## Material

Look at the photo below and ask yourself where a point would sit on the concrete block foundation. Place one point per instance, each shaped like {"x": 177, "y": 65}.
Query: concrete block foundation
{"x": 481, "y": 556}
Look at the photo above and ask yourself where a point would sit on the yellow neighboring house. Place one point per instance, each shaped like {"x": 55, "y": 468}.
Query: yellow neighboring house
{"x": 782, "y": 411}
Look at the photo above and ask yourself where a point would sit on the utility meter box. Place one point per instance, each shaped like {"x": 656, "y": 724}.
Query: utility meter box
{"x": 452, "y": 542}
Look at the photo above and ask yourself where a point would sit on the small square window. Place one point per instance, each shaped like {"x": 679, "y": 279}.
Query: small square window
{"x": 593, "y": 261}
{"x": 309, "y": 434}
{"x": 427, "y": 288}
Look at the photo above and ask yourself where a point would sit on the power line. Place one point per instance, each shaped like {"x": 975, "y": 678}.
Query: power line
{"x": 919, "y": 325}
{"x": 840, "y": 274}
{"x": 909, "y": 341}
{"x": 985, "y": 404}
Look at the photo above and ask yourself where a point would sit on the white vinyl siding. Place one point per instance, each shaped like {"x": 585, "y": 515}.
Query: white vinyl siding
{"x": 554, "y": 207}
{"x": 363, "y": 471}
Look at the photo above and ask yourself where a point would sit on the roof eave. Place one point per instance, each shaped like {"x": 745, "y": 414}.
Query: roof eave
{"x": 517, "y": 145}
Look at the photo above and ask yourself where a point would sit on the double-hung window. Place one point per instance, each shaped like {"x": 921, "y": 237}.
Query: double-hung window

## Directions for this task
Write out each line of the data above again, exactly as given.

## Exercise result
Look at the photo below and ask yourself where a point would sit on the concrete block foundation. Place one point per instance, each shaped like {"x": 177, "y": 65}.
Query: concrete block foundation
{"x": 481, "y": 556}
Look at the photo above and ask yourself where a point would sit on the yellow neighboring house. Place one point per instance, each shaped like {"x": 55, "y": 468}.
Query: yellow neighboring house
{"x": 782, "y": 411}
Look at the photo above and ask yourself where a point would sit on the utility meter box. Place one point per instance, each shaped like {"x": 656, "y": 724}.
Query: utility meter box
{"x": 452, "y": 542}
Look at the photo above and ask yourself where a point would sit on the small square window. Place one point per instance, each shaped like {"x": 679, "y": 279}.
Query: small square window
{"x": 593, "y": 261}
{"x": 309, "y": 434}
{"x": 427, "y": 288}
Look at the photo above and ask yourself where a point would sit on the power line. Place one point per instance, each shaped like {"x": 975, "y": 678}.
Query: power line
{"x": 919, "y": 325}
{"x": 840, "y": 274}
{"x": 909, "y": 341}
{"x": 985, "y": 404}
Look at the photo above and ask yourself where a point would sit on the white vinyl siding. Place one point per instance, each shaped like {"x": 585, "y": 515}.
Query: white vinyl siding
{"x": 554, "y": 207}
{"x": 363, "y": 471}
Look at the photo above and ask yourself where a point would sit on the roof eave. Place one point per instance, each shaped like {"x": 745, "y": 414}.
Query: roof eave
{"x": 517, "y": 145}
Look at the photo above and ask yourself where a point would sit on the double-hung window. Place one point per instance, each shaped like {"x": 921, "y": 237}.
Query: double-hung window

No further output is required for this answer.